### Exercise directions
In the text about Milan Kundera and forgetting, what happened to Czechoslovak politicians who had fallen out of favor with the communist party?

### Text passage
++++++++++

“The first step in liquidating a people is to erase its memory. Destroy its books, its culture, its history. Then have somebody write new books, manufacture a new culture, invent a new history. Before long that nation will begin to forget what it is and what it was. The world around it will forget even faster.”
So says Milan Kundera in his Book of Laughter and Forgetting. Kundera remarks on his native Czechoslovakia under the communists that politicians who had fallen out of favor with the party would be air-brushed out of history, their images literally removed from official photographs of political events. This kind of sinister “forgetting” can work at different levels, political and personal. How many times have people told you to forget about your past problems because they don’t matter or are too awkward? Well at some point they often do matter.
I think it is an issue that has come to the fore with the emergence of cancel culture and the attempts to demolish any memorials to historical figures who were in any way objectionable. There seems to be an “air-brushing out of history” in the works.
Here are two interesting essays in this regard. The first was written in March 2019, before the violent protests over George Floyd et al. happened, but it is prescient: https://quillette.com/2019/03/31/historical-amnesia-and-kunderas-resistance/ The second was published just yesterday and begins with the disturbing visual image of a recently vandalized statue of President George Washington: https://www.wsj.com/articles/the-captive-mind-and-americas-resegregation-11596222112?mod=hp_opin_pos_1 Milan Kundera is still alive at 91, and I wonder what he would have to say about what is going on now in the US.

++++++++++

### Given entries
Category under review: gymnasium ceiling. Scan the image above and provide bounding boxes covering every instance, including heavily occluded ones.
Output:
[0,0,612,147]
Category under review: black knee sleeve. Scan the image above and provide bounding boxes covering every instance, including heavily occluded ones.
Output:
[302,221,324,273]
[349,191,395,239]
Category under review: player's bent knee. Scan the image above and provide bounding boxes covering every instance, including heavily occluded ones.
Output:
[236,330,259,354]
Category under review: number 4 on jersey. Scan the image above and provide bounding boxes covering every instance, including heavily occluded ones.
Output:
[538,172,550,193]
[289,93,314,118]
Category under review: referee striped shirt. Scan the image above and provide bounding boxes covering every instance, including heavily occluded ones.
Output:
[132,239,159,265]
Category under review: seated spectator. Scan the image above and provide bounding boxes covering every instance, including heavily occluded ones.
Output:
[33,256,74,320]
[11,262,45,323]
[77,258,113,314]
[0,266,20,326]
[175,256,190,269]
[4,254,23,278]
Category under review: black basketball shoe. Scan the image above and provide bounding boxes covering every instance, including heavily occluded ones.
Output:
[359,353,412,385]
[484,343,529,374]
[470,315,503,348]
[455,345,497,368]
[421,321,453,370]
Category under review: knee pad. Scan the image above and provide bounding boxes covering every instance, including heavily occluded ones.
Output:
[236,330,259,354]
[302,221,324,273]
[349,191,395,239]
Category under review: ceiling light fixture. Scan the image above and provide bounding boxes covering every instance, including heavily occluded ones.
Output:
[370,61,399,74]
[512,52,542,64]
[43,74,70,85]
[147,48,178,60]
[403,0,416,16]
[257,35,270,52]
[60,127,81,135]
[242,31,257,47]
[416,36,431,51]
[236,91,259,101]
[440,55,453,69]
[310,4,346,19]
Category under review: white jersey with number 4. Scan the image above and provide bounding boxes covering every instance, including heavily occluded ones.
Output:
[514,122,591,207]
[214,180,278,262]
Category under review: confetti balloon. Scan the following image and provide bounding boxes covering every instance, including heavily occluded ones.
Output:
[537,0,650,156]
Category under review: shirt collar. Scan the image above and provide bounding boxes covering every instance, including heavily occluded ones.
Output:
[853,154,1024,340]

++++++++++

### Solution for this exercise
They were air-brushed out of history, with their images literally removed from official photographs of political events.